From the records below, pull out each line that contains the word "then" and copy those lines in full.

START Data records

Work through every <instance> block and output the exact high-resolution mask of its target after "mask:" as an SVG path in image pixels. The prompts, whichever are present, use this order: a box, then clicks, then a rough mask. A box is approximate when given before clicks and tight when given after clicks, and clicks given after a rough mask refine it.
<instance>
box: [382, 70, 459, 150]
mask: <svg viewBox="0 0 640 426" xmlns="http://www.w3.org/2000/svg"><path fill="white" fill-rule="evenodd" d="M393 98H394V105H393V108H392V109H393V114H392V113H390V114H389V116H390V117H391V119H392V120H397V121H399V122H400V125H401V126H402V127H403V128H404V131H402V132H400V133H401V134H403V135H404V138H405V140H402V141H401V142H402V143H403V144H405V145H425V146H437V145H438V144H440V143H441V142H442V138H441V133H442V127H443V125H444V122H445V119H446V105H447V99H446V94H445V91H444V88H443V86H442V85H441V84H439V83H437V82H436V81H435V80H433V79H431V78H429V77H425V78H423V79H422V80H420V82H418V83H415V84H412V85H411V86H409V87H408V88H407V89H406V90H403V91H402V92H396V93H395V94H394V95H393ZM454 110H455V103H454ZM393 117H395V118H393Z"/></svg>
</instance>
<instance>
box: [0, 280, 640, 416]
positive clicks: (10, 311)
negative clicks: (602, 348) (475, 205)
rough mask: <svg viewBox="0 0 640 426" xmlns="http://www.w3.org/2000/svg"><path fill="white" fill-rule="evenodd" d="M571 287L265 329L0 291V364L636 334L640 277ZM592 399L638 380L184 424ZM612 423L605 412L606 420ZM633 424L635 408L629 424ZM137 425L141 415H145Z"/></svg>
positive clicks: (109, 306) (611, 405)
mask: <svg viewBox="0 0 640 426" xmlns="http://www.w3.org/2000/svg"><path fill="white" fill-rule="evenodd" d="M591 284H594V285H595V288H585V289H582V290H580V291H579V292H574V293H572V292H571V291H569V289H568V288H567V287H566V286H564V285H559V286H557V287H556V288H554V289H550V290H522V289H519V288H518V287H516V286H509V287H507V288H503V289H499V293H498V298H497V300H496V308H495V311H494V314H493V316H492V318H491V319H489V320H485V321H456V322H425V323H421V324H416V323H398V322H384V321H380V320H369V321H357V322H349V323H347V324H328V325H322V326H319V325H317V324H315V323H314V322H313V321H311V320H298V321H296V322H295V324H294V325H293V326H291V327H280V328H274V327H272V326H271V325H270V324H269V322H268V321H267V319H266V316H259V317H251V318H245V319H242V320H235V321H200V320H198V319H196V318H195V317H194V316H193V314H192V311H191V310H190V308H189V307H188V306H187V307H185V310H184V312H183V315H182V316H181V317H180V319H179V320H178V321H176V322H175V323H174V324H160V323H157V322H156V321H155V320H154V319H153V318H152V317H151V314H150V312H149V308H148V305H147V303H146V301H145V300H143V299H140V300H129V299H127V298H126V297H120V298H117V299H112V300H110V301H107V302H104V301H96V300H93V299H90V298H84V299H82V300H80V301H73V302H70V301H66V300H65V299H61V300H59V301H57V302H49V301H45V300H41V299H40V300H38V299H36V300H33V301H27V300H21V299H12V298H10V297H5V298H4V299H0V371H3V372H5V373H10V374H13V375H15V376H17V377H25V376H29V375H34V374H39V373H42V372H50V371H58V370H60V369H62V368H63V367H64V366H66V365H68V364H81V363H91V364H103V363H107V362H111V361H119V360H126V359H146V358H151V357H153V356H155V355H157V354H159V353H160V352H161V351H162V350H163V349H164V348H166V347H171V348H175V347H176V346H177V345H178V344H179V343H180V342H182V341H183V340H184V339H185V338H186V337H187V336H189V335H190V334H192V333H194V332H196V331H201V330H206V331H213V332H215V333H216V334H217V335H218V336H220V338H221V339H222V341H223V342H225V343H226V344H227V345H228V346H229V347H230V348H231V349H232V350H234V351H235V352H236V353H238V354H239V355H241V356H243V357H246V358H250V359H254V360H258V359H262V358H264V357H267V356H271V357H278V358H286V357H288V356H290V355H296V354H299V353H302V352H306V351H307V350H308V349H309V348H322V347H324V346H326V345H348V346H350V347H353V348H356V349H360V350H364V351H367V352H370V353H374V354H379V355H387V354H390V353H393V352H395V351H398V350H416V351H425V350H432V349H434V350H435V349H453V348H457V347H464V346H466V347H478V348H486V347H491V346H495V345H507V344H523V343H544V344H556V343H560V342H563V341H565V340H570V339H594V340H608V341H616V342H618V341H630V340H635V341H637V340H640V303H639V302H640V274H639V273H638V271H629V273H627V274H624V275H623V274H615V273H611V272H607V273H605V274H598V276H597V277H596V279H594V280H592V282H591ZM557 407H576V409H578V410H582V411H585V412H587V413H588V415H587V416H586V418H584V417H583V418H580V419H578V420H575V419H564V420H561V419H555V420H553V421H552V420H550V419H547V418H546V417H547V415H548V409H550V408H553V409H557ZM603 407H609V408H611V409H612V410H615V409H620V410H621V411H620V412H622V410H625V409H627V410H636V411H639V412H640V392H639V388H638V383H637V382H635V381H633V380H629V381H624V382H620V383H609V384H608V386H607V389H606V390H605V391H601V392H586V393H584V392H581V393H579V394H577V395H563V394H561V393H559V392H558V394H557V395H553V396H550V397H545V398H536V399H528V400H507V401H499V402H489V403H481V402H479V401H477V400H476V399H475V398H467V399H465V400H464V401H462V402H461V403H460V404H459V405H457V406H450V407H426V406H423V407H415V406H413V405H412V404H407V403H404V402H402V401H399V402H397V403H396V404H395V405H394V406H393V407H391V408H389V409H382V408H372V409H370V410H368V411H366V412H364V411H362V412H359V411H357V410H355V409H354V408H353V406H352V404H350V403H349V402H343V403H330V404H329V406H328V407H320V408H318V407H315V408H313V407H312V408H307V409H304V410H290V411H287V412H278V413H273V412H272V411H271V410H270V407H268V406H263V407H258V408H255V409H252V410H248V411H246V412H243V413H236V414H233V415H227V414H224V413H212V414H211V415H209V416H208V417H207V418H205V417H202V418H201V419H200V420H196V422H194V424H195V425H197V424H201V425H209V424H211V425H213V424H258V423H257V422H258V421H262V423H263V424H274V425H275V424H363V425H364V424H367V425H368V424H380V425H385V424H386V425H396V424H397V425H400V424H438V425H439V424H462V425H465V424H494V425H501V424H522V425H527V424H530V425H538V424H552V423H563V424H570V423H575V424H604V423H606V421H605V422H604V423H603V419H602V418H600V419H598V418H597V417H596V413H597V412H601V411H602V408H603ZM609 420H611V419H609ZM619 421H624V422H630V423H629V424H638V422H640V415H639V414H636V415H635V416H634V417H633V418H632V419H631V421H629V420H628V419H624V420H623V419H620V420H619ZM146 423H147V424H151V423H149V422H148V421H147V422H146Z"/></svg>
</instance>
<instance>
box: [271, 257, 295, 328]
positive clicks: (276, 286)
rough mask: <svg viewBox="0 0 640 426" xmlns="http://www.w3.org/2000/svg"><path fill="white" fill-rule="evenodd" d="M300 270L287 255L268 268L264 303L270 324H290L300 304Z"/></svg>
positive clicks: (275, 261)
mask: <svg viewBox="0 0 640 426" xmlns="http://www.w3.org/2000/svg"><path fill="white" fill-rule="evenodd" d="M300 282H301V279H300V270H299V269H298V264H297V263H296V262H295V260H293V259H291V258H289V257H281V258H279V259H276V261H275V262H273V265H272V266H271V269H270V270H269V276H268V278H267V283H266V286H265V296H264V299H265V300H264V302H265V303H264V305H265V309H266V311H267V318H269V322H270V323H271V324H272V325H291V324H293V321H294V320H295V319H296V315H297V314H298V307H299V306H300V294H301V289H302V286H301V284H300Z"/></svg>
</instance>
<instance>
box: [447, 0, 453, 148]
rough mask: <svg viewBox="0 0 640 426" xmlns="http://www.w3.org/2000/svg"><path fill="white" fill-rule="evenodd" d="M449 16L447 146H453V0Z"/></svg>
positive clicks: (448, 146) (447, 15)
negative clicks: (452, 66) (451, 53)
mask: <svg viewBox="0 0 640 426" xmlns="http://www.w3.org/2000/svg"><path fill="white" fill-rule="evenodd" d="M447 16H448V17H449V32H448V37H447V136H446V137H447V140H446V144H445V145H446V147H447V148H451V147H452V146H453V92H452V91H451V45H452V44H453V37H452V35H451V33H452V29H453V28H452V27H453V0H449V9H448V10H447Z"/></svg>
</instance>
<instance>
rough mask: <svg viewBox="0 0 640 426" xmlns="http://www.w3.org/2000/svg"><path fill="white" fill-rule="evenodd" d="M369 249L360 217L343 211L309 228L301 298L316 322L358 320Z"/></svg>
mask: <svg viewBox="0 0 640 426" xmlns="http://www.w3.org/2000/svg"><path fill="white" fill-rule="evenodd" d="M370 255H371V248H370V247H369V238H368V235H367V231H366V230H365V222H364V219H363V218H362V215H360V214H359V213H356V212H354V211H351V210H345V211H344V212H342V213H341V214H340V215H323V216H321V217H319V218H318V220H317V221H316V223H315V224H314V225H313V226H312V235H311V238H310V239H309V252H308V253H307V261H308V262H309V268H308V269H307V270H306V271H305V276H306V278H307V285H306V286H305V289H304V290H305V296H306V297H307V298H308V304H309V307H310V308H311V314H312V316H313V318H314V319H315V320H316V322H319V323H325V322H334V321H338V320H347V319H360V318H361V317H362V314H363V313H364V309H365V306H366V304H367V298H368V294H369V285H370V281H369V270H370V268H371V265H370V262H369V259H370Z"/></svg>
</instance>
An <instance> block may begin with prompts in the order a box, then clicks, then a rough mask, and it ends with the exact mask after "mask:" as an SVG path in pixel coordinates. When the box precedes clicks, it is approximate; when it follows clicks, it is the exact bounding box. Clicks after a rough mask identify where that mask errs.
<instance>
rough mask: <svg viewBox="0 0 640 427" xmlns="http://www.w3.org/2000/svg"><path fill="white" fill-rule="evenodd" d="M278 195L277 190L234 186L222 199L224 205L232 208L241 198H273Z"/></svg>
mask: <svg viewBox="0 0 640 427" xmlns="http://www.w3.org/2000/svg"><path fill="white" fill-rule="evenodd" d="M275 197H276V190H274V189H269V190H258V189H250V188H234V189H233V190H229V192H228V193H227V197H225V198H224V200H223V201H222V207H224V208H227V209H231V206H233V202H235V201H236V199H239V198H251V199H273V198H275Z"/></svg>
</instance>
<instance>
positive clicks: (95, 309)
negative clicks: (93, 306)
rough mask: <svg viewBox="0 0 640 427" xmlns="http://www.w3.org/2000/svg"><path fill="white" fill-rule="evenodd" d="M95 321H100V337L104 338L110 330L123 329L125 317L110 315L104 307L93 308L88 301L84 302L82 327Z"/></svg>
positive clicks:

END Data records

### Response to this task
Work through every <instance> block and output the exact high-resolution mask of its target after "mask:" as an SVG path in image pixels. The prompts, whichever are present, use this order: a box, then clicks, then a rough mask. A box is approximate when given before clicks and tight when given after clicks, and clicks given after a rough mask refine it.
An <instance> block may begin with prompts in the order a box, then clicks, then a rough mask, and it ends with the exact mask after "mask:" as an SVG path in pixel coordinates. When the box precedes clicks, it is approximate; when it follows clicks, it is the exact bounding box. Clicks after a rough mask identify where that mask errs.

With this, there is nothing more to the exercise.